━━━━━ EXERCISE INPUTS ━━━━━
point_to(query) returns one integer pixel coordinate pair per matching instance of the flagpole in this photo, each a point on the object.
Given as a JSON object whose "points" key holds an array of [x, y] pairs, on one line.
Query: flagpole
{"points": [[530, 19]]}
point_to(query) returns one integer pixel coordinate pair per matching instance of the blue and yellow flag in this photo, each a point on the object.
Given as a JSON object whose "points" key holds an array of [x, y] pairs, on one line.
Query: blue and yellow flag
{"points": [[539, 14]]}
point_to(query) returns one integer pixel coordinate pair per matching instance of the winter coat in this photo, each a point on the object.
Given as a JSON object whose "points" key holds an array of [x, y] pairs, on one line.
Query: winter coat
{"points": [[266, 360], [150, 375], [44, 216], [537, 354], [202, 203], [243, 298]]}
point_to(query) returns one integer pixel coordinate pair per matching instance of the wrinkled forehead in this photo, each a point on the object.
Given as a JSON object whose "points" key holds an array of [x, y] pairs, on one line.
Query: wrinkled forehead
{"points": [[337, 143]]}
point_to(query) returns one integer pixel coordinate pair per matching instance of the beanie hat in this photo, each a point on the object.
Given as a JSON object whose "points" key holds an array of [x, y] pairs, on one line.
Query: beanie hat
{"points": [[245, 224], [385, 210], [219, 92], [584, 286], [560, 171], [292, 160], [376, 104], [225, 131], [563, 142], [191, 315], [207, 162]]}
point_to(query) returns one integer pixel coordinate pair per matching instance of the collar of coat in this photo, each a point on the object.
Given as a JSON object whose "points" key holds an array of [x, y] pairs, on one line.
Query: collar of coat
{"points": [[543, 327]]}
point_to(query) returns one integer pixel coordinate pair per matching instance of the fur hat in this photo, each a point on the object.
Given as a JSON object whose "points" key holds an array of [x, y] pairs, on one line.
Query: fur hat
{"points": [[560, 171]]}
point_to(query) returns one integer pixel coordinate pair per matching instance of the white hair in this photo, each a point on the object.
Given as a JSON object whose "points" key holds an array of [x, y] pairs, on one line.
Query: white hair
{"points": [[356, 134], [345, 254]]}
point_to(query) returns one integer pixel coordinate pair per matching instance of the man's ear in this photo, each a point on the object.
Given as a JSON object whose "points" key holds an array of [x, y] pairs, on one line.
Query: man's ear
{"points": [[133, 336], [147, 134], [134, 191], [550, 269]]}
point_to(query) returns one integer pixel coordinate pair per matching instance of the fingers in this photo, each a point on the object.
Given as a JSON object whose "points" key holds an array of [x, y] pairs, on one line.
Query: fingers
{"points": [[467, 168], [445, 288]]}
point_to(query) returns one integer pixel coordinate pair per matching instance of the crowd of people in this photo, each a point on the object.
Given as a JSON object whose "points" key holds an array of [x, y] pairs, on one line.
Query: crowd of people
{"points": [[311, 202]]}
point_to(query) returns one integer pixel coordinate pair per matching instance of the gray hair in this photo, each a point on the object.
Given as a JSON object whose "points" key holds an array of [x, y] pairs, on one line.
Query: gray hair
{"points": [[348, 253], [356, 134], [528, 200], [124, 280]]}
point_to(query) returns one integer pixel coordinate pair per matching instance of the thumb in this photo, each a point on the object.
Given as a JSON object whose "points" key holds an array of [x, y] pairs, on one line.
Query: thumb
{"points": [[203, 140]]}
━━━━━
• THE TASK: The answer must be an exact copy of the lines from the one containing "of the white" through the last line of the records, both included.

• RESPONSE BOX:
point_to(query) returns one integer pixel coordinate pair per matching instance of the white hair in this photo, each a point on the object.
Given as a JSON object whose "points" key holds an array of [x, y] pairs, on one line.
Query: white hair
{"points": [[356, 134], [345, 254]]}
point_to(query) returns one integer pixel coordinate pair per matching instance of the man's ear in this photo, each a point on the object.
Given as a JSON object whose "points" key holds an array of [x, y] pairs, on one line.
Query: man's ear
{"points": [[133, 336], [147, 134], [134, 191], [550, 269]]}
point_to(query) returns one integer pixel coordinate pair per matching instance of the fingers in this photo, each a point on the object.
Given as a JSON object whose "points" key holds an array of [x, y] pairs, on one line.
Query: fingers
{"points": [[467, 168], [445, 288]]}
point_to(query) returns one integer pixel coordinate pair per matching instance of the crowd of people in this photo, each a point on the object.
Given as a JSON object whose "points" key holds an array of [x, y] pairs, on one line.
Query: crowd of people
{"points": [[311, 202]]}
point_to(query) returns one integer pixel coordinate pair per matching instance of the gray hair in this photo, each a point on the object.
Given as a JSON object whose "points" key holds an array of [x, y] pairs, on one line.
Query: gray hair
{"points": [[348, 253], [356, 134], [528, 200], [124, 280]]}
point_to(query) returns one integer pixel coordinate pair per matching instance of the thumb in this photo, each a point on the object.
Given as a JSON object whose "points" key holds an array of [x, y] pairs, on one line.
Query: thumb
{"points": [[203, 140]]}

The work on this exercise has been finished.